_Passage shown:_

There are several approaches to implementing a latch in a DBMS. Each approach has different trade-offs in terms of engineering complexity and runtime performance. These test-and-set steps are performed atomically(i.e., no other thread can update the value in between the test and set steps.
Blocking OS Mutex
One possible implementation of latches is the OS built-in mutex infrastructure. Linux provides the
futex (fast user-space mutex), which is comprised of (1) a spin latch in user space and (2) an OS-level mutex. If the DBMS can acquire the user-space latch, then the latch is set.
It appears as a single latch to the DBMS even though it contains two internal latches. If the DBMS fails to acquire the user-space latch, then it goes down into the kernel and tries to acquire a more expensive mutex. If the DBMS fails to acquire this second
mutex, then the thread notifies the OS that it is blocked on the mutex and then it is descheduled.
OS mutex is generally a bad idea inside of DBMSs as it is managed by OS and has a large overhead.
Example: std::mutex => pthread_mutex => futex
Advantages: Simple to use and requires no additional coding in DBMS.
Disadvantages: Expensive and non-scalable (about 25 ns per lock/unlock invocation) because of OS scheduling.
Test-and-Set Spin Latch (TAS)

_Written exercise 1:_ In the latch passage, what two parts make up the Linux futex?
The passage on latches has nothing to do with the rows that come after it.

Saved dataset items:
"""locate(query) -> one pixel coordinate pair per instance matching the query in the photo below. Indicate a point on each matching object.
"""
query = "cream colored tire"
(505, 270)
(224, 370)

_Written exercise 2:_ Write out every line of the saved dataset rows again, requests included, scaling each coordinate in the answers by 0.85 and rounding to whole numbers with halves going up.

_Final answer 1:_ A spin latch in user space and an OS-level mutex.

_Final answer 2:_
"""locate(query) -> one pixel coordinate pair per instance matching the query in the photo below. Indicate a point on each matching object.
"""
query = "cream colored tire"
(429, 230)
(190, 315)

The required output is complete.